[HOW TO COMPLETE THIS TASK]
From the first record through the last, copy each one exactly.

==== EXERCISE INPUT ====

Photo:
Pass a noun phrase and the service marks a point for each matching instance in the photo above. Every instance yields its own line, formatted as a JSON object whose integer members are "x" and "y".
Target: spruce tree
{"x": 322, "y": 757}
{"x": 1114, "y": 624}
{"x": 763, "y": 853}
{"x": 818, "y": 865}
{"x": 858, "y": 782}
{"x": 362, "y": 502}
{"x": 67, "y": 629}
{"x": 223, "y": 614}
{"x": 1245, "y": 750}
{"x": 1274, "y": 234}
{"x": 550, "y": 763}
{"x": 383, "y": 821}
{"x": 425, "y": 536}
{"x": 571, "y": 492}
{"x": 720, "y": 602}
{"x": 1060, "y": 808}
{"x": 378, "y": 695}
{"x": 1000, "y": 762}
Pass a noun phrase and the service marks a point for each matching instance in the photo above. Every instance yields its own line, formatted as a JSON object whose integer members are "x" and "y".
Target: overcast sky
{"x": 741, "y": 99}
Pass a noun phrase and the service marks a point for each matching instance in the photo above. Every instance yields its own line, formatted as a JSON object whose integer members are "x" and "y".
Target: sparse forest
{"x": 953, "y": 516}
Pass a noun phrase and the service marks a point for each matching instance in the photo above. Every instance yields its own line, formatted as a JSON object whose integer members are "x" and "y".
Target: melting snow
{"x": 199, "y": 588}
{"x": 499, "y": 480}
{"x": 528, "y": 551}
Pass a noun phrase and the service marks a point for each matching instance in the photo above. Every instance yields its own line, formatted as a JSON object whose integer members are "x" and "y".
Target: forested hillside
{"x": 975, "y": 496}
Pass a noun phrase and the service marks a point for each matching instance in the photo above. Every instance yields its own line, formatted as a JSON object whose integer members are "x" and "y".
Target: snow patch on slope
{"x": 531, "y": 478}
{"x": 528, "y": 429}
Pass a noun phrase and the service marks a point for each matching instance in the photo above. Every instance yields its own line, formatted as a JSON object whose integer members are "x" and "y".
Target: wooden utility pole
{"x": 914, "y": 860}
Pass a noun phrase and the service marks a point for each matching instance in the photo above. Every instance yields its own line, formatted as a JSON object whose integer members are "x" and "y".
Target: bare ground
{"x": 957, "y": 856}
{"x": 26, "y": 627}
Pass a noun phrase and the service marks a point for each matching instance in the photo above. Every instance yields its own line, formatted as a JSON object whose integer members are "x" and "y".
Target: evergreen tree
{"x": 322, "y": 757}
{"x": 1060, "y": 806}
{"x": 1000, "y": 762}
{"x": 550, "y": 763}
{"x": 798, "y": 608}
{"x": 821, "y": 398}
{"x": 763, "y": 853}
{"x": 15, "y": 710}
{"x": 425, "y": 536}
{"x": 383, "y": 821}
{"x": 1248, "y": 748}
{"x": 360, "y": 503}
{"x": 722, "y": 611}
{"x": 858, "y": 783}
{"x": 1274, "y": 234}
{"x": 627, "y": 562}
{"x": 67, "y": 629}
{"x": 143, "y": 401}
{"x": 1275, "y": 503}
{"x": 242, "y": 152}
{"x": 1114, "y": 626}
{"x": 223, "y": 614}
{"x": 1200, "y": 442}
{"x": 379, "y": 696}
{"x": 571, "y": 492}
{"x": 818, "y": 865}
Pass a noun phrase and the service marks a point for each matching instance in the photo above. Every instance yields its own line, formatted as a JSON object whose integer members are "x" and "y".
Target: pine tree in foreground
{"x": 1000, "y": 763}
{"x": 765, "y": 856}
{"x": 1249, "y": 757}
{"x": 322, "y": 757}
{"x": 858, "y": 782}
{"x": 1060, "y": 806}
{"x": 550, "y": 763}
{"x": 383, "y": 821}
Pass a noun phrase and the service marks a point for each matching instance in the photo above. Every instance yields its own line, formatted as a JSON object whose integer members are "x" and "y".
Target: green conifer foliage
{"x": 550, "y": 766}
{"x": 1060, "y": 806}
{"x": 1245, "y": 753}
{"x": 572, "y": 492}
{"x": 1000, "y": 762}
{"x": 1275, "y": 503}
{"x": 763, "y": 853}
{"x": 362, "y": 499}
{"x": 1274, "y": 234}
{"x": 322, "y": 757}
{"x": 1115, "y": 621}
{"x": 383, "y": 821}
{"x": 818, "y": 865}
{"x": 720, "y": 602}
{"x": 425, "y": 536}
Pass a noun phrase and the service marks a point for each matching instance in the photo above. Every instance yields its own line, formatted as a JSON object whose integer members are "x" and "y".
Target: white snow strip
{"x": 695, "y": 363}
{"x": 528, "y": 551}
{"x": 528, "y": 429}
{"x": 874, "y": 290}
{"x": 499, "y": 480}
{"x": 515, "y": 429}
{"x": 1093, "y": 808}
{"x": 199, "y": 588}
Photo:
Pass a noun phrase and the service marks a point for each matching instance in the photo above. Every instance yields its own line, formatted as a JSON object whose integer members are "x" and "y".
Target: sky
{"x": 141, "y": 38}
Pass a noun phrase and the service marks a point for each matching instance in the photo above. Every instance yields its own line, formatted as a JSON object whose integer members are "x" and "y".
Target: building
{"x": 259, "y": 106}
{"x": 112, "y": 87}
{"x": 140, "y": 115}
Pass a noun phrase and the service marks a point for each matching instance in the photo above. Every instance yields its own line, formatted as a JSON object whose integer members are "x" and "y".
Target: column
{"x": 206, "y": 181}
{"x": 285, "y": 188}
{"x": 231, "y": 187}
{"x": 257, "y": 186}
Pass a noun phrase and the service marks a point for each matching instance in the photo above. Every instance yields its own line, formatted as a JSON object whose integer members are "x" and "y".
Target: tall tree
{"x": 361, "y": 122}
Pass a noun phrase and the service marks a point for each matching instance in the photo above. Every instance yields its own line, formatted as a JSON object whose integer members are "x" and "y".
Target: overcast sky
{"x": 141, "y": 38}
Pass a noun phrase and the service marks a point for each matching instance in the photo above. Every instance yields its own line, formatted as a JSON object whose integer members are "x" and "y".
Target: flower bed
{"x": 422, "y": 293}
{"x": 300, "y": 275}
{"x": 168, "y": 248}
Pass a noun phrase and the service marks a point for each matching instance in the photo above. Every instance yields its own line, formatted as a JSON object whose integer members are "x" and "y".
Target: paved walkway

====

[ANSWER TO THE PROBLEM]
Photo:
Pass a noun phrase and the service marks a point for each matching instance in the photo above. Every instance yields its own line, formatted as a JSON object whose integer members are "x" and "y".
Target: spruce tree
{"x": 322, "y": 757}
{"x": 1114, "y": 624}
{"x": 763, "y": 853}
{"x": 818, "y": 865}
{"x": 858, "y": 782}
{"x": 362, "y": 502}
{"x": 67, "y": 629}
{"x": 223, "y": 614}
{"x": 1245, "y": 750}
{"x": 1274, "y": 234}
{"x": 550, "y": 763}
{"x": 383, "y": 821}
{"x": 425, "y": 536}
{"x": 571, "y": 492}
{"x": 720, "y": 602}
{"x": 1060, "y": 808}
{"x": 378, "y": 695}
{"x": 1000, "y": 762}
Pass a noun phrase and the service marks a point for each matching instance in the photo above. Every instance yields its own line, formatted as a JSON object whose integer members are "x" and "y".
Target: overcast sky
{"x": 741, "y": 99}
Pass a noun phrase and the service marks a point for each matching instance in the photo above. Every instance yields its own line, formatted as a JSON object whose integer members are "x" and "y".
Target: sparse forest
{"x": 953, "y": 516}
Pass a noun phrase and the service marks a point for each matching instance in the photo above. Every instance yields its own line, formatted as a JSON object whose integer members are "x" and "y".
Target: melting snow
{"x": 199, "y": 588}
{"x": 499, "y": 480}
{"x": 528, "y": 551}
Pass a noun phrase and the service marks a point for each matching instance in the photo above. Every instance yields its own line, formatted as a JSON object whose integer members are "x" and "y".
Target: forested hillside
{"x": 975, "y": 496}
Pass a noun phrase and the service marks a point for each matching instance in the photo above. Every instance yields its own line, formatted as a JSON object whose integer members are "x" and "y".
Target: snow patch on slope
{"x": 531, "y": 478}
{"x": 528, "y": 429}
Pass a noun phrase and the service marks a point for each matching instance in the photo above. Every instance yields its own line, formatted as a JSON object whose integer members are "x" and "y".
Target: wooden utility pole
{"x": 914, "y": 860}
Pass a noun phrase and the service marks a point for each matching instance in the photo above. Every instance yields its own line, formatted as a JSON object whose integer members are "x" and "y".
Target: bare ground
{"x": 957, "y": 856}
{"x": 26, "y": 627}
Pass a noun phrase and the service marks a point for each matching instance in the photo above. Every instance yields its own line, formatted as a JSON object whose integer members are "x" and "y".
Target: evergreen tree
{"x": 322, "y": 757}
{"x": 1060, "y": 806}
{"x": 1000, "y": 762}
{"x": 550, "y": 763}
{"x": 798, "y": 608}
{"x": 821, "y": 398}
{"x": 763, "y": 853}
{"x": 15, "y": 710}
{"x": 425, "y": 536}
{"x": 383, "y": 821}
{"x": 1248, "y": 748}
{"x": 360, "y": 503}
{"x": 722, "y": 611}
{"x": 858, "y": 783}
{"x": 1274, "y": 234}
{"x": 627, "y": 562}
{"x": 67, "y": 629}
{"x": 143, "y": 401}
{"x": 1275, "y": 503}
{"x": 242, "y": 152}
{"x": 1114, "y": 626}
{"x": 223, "y": 614}
{"x": 1200, "y": 442}
{"x": 379, "y": 696}
{"x": 571, "y": 492}
{"x": 818, "y": 865}
Pass a noun phrase and the service marks a point for each matching instance in the photo above. Every instance yields its own line, formatted as a JSON object whose integer members are "x" and "y".
Target: pine tree in foreground
{"x": 1000, "y": 763}
{"x": 765, "y": 856}
{"x": 1249, "y": 757}
{"x": 322, "y": 757}
{"x": 858, "y": 782}
{"x": 1060, "y": 806}
{"x": 550, "y": 763}
{"x": 383, "y": 821}
Pass a noun phrase and the service marks a point for each matching instance in the photo above. Every instance yields its own line, formatted as a JSON object whose integer members are "x" and "y".
Target: green conifer foliage
{"x": 550, "y": 766}
{"x": 1060, "y": 806}
{"x": 1245, "y": 753}
{"x": 572, "y": 492}
{"x": 1000, "y": 762}
{"x": 1275, "y": 503}
{"x": 763, "y": 853}
{"x": 362, "y": 499}
{"x": 1274, "y": 234}
{"x": 322, "y": 757}
{"x": 1115, "y": 621}
{"x": 383, "y": 821}
{"x": 818, "y": 865}
{"x": 720, "y": 602}
{"x": 425, "y": 536}
Pass a noun phrase and the service marks a point for each matching instance in the photo above. Every instance yields its own line, formatted as a JSON object whose integer members are "x" and "y".
Target: white snow strip
{"x": 695, "y": 363}
{"x": 528, "y": 551}
{"x": 528, "y": 429}
{"x": 874, "y": 290}
{"x": 499, "y": 480}
{"x": 515, "y": 429}
{"x": 1093, "y": 808}
{"x": 199, "y": 588}
Photo:
Pass a noun phrase and the service marks a point for each matching instance in the photo above. Every instance yields its own line, formatted as a JSON object whose integer members are "x" and "y".
Target: sky
{"x": 141, "y": 38}
Pass a noun phrase and the service marks a point for each matching instance in the photo above. Every instance yields its own line, formatted as a JSON object whose integer members are "x" and "y".
Target: building
{"x": 259, "y": 106}
{"x": 112, "y": 87}
{"x": 140, "y": 115}
Pass a noun phrase and the service marks a point for each matching instance in the photo above. Every instance yields its own line, formatted as a JSON object whose integer members are "x" and "y".
Target: column
{"x": 206, "y": 181}
{"x": 285, "y": 188}
{"x": 231, "y": 187}
{"x": 257, "y": 186}
Pass a noun phrase and the service marks a point for each matching instance in the photo above. Every instance yields its own line, formatted as a JSON object whose integer members are "x" and "y".
Target: tall tree
{"x": 361, "y": 122}
Pass a noun phrase and the service marks a point for each matching instance in the photo above. Every instance yields its own line, formatted as a JSON object whose integer members are "x" and "y".
Target: overcast sky
{"x": 141, "y": 38}
Pass a noun phrase and the service marks a point for each matching instance in the photo above. Every instance yields its own line, formatted as a JSON object whose integer members are "x" and "y".
Target: flower bed
{"x": 422, "y": 293}
{"x": 300, "y": 275}
{"x": 168, "y": 248}
Pass a noun phrase and the service marks a point for each matching instance in the photo above. Every instance yields its own line, formatted as a JSON object whose integer members are "x" and "y".
Target: paved walkway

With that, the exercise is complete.